DATA PROVIDED ::
Content starts

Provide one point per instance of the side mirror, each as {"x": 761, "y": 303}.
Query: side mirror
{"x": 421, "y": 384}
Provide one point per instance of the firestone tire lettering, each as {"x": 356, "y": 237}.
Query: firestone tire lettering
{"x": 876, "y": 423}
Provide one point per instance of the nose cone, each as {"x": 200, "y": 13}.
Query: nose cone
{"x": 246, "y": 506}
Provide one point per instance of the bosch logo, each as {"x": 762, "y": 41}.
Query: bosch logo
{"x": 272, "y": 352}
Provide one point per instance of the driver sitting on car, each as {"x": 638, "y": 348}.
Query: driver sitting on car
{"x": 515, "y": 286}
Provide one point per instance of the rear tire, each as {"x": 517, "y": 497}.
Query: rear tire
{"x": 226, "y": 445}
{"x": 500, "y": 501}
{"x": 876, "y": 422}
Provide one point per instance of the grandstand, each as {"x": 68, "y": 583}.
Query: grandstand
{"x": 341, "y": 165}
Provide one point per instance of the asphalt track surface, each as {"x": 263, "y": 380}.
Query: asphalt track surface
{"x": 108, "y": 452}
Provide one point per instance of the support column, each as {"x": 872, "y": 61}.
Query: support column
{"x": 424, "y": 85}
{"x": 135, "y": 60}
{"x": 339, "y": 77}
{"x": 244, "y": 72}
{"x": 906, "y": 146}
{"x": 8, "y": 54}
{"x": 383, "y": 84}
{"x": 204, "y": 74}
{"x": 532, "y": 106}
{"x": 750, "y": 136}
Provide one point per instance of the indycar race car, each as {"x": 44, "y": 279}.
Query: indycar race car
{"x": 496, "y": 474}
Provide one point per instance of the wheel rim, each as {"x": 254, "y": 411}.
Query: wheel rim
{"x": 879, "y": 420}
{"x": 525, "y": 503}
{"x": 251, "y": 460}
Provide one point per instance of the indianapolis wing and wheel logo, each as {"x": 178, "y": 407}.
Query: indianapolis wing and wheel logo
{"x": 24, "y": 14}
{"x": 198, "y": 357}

Content ends

Word for word, restate each of the records above.

Provide one point per instance of the side mirror, each as {"x": 761, "y": 303}.
Query: side mirror
{"x": 421, "y": 384}
Provide one point per instance of the firestone tire lettering, each as {"x": 356, "y": 237}.
Query: firestone tire lettering
{"x": 876, "y": 423}
Provide one point per instance of the nose cone, each as {"x": 200, "y": 13}.
Query: nose cone
{"x": 246, "y": 506}
Provide one point per instance of the bosch logo, each as {"x": 762, "y": 41}.
Query: bosch logo
{"x": 272, "y": 352}
Provide one point per instance of the driver sitting on car, each as {"x": 638, "y": 348}.
Query: driver sitting on car
{"x": 515, "y": 286}
Provide one point per instance of the rear tire, each as {"x": 517, "y": 497}.
Query: rear tire
{"x": 226, "y": 445}
{"x": 500, "y": 501}
{"x": 876, "y": 422}
Provide one point per instance of the grandstand, each as {"x": 68, "y": 583}.
Query: grandstand
{"x": 341, "y": 165}
Provide one point per instance of the asphalt track surface, each as {"x": 263, "y": 380}.
Query: asphalt track surface
{"x": 108, "y": 452}
Provide one point per instance of the support column, each as {"x": 872, "y": 61}.
Query: support column
{"x": 424, "y": 85}
{"x": 135, "y": 60}
{"x": 339, "y": 77}
{"x": 244, "y": 72}
{"x": 906, "y": 146}
{"x": 8, "y": 54}
{"x": 383, "y": 84}
{"x": 204, "y": 74}
{"x": 532, "y": 106}
{"x": 750, "y": 136}
Provide one point per instance of the indycar race car, each as {"x": 44, "y": 279}.
Query: indycar race car
{"x": 496, "y": 474}
Provide one point per instance of the wheel rim, each as {"x": 254, "y": 411}.
Query: wheel rim
{"x": 879, "y": 420}
{"x": 525, "y": 503}
{"x": 251, "y": 460}
Provide one point per instance of the indianapolis wing and wheel logo, each as {"x": 178, "y": 407}.
Query: indianapolis wing and wheel logo
{"x": 24, "y": 14}
{"x": 198, "y": 357}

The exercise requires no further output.